Excerto selecionado:
═══
Parece ainda claro que não há infraestruturas nem mecanismos suficientes para dar apoio mental aos árbitros e provavelmente será ainda necessário reforçar tudo aquilo que são treinos específicos mentais para lidar com a profissão.
Se a estes dados juntarmos que o número de novos registos de árbitros em 2021 teve um decréscimo entre 20% a 30% em Inglaterra, ficamos claramente com a ideia de que os árbitros são uma espécie em vias de extinção e que ao invés de serem tratados como um dos problemas do futebol, deveriam por ventura ser apoiados e preservados para não continuarem a haver jogos de escalões inferiores a serem adiados devido à falta deles.
Além disso, também me parece óbvio que nós, enquanto adeptos, temos um papel muito importante na melhoria do atual cenário ou na sua contínua degradação.
E é nesse seguimento que as restantes conclusões de hoje aparecem em forma de apelo para os outros intervenientes do jogo.
═══
Dados apresentados:
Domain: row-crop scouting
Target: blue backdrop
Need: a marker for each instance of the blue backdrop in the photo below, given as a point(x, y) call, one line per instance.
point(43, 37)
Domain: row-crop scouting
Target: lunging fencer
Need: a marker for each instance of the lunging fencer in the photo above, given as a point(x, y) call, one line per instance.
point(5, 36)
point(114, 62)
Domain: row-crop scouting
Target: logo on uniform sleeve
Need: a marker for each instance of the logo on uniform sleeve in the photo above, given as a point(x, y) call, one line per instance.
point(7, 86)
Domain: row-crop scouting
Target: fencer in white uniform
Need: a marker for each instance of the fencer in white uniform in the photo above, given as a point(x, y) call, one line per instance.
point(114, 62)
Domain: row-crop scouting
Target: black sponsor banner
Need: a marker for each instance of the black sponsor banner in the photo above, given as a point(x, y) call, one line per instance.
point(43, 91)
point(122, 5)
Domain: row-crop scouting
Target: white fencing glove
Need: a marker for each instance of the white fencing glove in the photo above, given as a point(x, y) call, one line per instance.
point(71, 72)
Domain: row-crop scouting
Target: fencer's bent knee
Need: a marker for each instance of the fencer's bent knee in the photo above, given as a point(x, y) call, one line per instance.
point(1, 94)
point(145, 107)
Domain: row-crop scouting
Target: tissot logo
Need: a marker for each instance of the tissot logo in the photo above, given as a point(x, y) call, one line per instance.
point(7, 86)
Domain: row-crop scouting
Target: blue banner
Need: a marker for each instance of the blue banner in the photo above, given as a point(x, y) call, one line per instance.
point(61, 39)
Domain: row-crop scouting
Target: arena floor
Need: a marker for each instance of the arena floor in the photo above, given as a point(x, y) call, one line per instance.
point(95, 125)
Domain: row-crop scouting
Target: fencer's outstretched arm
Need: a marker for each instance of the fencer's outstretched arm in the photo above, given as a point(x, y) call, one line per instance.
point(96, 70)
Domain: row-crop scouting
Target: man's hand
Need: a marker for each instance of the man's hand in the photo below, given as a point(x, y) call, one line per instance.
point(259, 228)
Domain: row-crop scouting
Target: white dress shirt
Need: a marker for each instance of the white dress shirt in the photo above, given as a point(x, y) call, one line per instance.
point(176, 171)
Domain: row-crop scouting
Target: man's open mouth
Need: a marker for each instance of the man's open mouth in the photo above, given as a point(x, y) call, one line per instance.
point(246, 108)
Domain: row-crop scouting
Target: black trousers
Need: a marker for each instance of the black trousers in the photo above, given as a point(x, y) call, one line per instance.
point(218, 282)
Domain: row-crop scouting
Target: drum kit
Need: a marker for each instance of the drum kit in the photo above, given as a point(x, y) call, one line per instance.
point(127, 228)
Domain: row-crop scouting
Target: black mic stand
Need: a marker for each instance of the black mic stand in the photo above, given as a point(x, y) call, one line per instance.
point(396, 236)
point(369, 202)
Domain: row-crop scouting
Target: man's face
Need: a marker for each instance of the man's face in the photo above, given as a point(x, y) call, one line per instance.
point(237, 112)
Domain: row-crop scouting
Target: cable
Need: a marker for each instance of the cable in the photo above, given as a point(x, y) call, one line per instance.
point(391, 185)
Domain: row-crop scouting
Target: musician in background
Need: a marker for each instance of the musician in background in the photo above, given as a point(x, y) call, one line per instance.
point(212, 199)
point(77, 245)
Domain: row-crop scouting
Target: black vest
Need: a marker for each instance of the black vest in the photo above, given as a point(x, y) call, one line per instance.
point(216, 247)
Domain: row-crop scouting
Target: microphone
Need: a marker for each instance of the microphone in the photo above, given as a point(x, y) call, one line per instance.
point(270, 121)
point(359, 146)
═══
Tarefas:
1/ Reproduza do texto sobre os árbitros o trecho que vai de "Se a estes dados" até "à falta deles.".
2/ De acordo com o texto sobre os árbitros, qual foi a queda no número de novos registos de árbitros em Inglaterra em 2021?
3/ Dê continuidade ao texto sobre os árbitros a partir do ponto em que termina.
O material provém de outra fonte.

Respostas por tarefa:
1/
Se a estes dados juntarmos que o número de novos registos de árbitros em 2021 teve um decréscimo entre 20% a 30% em Inglaterra, ficamos claramente com a ideia de que os árbitros são uma espécie em vias de extinção e que ao invés de serem tratados como um dos problemas do futebol, deveriam por ventura ser apoiados e preservados para não continuarem a haver jogos de escalões inferiores a serem adiados devido à falta deles.

2/ Um decréscimo entre 20% a 30%.

3/
É imperativo que:
se mude a postura agressiva atualmente utilizada por parte de treinadores, jogadores, staff e adeptos;
se deixe de pensar que os árbitros tentam prejudicar uma das equipas;
a emoção deixe de ser desculpa para tudo o que se passa dentro e fora das quatro linhas;
se acabem com análises exaustivas da prestação da equipa de arbitragem após cada jogo de futebol para expiar os erros de um qualquer clube de futebol;
se deixe de exigir de um árbitro em 90 minutos o mesmo nível de perfeição que se exige a um juiz de instrução criminal com meses ou anos para analisar um caso;
cada um de nós pense no que seria termos o mesmo nível de pressão e ofensa gratuita nos nossos trabalhos, a cada decisão que tomamos.
Acima de tudo, é imperativo que o futebol seja futebol e não mais nem menos do que isso.
Um abraço e um primeiro toque de Dennis Bergkamp,
João Francisco
Prolongamento
Facto 🔍
Alfredo Di Stefano, na época o melhor jogador do mundo, foi oferecido por empréstimo ao Manchester United, mas a FA bloqueou o negócio.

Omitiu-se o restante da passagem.